▼

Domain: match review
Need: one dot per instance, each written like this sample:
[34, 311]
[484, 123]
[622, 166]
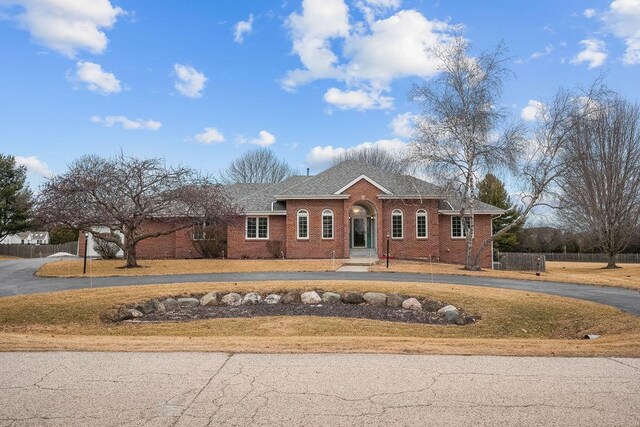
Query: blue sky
[200, 82]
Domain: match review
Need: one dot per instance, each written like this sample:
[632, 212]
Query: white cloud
[34, 165]
[95, 78]
[403, 125]
[190, 82]
[264, 139]
[373, 52]
[532, 111]
[324, 155]
[371, 8]
[67, 26]
[242, 28]
[546, 51]
[209, 136]
[594, 53]
[311, 32]
[136, 124]
[357, 99]
[395, 47]
[623, 20]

▲

◆ Task details:
Rewrite every line of the entries above as a numbered list, without blank lines, and leave out the pictures.

◆ Output:
1. Domain: match review
2. Need: one dot per instance, each written like this sample:
3. [34, 311]
4. [484, 123]
5. [622, 166]
6. Query: blue sky
7. [200, 82]
8. Domain: match review
9. Need: one dot per instance, each written like this sample:
10. [632, 212]
11. Query: white cloud
12. [34, 165]
13. [95, 78]
14. [403, 125]
15. [190, 82]
16. [264, 139]
17. [373, 52]
18. [532, 111]
19. [324, 155]
20. [371, 8]
21. [67, 26]
22. [242, 28]
23. [546, 51]
24. [209, 136]
25. [594, 53]
26. [311, 32]
27. [136, 124]
28. [357, 99]
29. [395, 47]
30. [623, 20]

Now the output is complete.